TLS versions 1.0, 1.1, and 1.2, and SSL 3.0 are very similar, and use
compatible ClientHello messages; thus, supporting all of them is
relatively easy. Similarly, servers can easily handle clients trying
to use future versions of TLS as long as the ClientHello format
remains compatible, and the client supports the highest protocol
version available in the server.
A TLS 1.2 client who wishes to negotiate with such older servers will
send a normal TLS 1.2 ClientHello, containing { 3, 3 } (TLS 1.2) in
ClientHello.client_version. If the server does not support this
version, it will respond with a ServerHello containing an older
version number. If the client agrees to use this version, the
negotiation will proceed as appropriate for the negotiated protocol.
If the version chosen by the server is not supported by the client
(or not acceptable), the client MUST send a "protocol_version" alert
message and close the connection.
If a TLS server receives a ClientHello containing a version number
greater than the highest version supported by the server, it MUST
reply according to the highest version supported by the server.
A TLS server can also receive a ClientHello containing a version
number smaller than the highest supported version. If the server
wishes to negotiate with old clients, it will proceed as appropriate
for the highest version supported by the server that is not greater
than ClientHello.client_version. For example, if the server supports
TLS 1.0, 1.1, and 1.2, and client_version is TLS 1.0, the server will
proceed with a TLS 1.0 ServerHello. If server supports (or is
willing to use) only versions greater than client_version, it MUST
send a "protocol_version" alert message and close the connection.

**GIVEN REQUEST 1:** Report every line of the records that contains the string "beige", copying each line in full. Matches must agree in case.
**GIVEN REQUEST 2:** Continue the passage on TLS version negotiation, starting right after its final sentence.
The passage on TLS version negotiation and the records come from unrelated sources.

**GIVEN DATA:**
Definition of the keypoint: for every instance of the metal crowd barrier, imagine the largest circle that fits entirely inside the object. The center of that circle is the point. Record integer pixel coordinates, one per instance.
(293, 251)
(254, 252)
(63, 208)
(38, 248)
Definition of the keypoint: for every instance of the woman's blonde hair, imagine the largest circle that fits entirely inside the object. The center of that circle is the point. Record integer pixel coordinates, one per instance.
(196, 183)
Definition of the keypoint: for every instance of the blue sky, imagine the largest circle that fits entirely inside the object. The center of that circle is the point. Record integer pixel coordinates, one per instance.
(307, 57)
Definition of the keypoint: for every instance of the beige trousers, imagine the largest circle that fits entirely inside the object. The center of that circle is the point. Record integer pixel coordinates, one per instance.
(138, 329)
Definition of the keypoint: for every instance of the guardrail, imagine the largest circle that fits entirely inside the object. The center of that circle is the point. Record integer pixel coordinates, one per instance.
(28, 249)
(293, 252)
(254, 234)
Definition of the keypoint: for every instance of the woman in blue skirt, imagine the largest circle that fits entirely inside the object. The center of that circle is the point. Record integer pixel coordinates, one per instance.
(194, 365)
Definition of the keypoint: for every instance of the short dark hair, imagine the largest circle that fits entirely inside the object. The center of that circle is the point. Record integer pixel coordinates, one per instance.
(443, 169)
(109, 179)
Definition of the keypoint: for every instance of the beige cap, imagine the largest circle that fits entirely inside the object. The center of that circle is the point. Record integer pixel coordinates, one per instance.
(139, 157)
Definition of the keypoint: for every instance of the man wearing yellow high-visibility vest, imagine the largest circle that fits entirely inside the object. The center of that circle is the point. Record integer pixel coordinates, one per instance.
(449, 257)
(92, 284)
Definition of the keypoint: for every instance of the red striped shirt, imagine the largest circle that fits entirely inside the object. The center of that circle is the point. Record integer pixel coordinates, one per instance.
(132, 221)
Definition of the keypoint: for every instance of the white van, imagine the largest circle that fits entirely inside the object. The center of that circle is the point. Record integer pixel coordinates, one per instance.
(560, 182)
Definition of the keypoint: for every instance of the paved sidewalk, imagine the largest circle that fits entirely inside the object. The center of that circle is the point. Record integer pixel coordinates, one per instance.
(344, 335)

**RESPONSE 1:**
Definition of the keypoint: for every instance of the beige trousers, imagine the largest circle that fits entirely inside the object. The center of that circle is the point. Record integer pixel coordinates, one per instance.
Definition of the keypoint: for every instance of the beige cap, imagine the largest circle that fits entirely inside the object. The center of that circle is the point. Record integer pixel coordinates, one per instance.

**RESPONSE 2:**
Whenever a client already knows the highest protocol version known to
a server (for example, when resuming a session), it SHOULD initiate
the connection in that native protocol.
Note: some server implementations are known to implement version
negotiation incorrectly. For example, there are buggy TLS 1.0
servers that simply close the connection when the client offers a
version newer than TLS 1.0. Also, it is known that some servers will
refuse the connection if any TLS extensions are included in
ClientHello. Interoperability with such buggy servers is a complex
topic beyond the scope of this document, and may require multiple
connection attempts by the client.
Earlier versions of the TLS specification were not fully clear on
what the record layer version number (TLSPlaintext.version) should
contain when sending ClientHello (i.e., before it is known which
version of the protocol will be employed). Thus, TLS servers
compliant with this specification MUST accept any value {03,XX} as
the record layer version number for ClientHello.
TLS clients that wish to negotiate with older servers MAY send any
value {03,XX} as the record layer version number. Typical values
would be {03,00}, the lowest version number supported by the client,
and the value of ClientHello.client_version. No single value will
guarantee interoperability with all old servers, but this is a
complex topic beyond the scope of this document.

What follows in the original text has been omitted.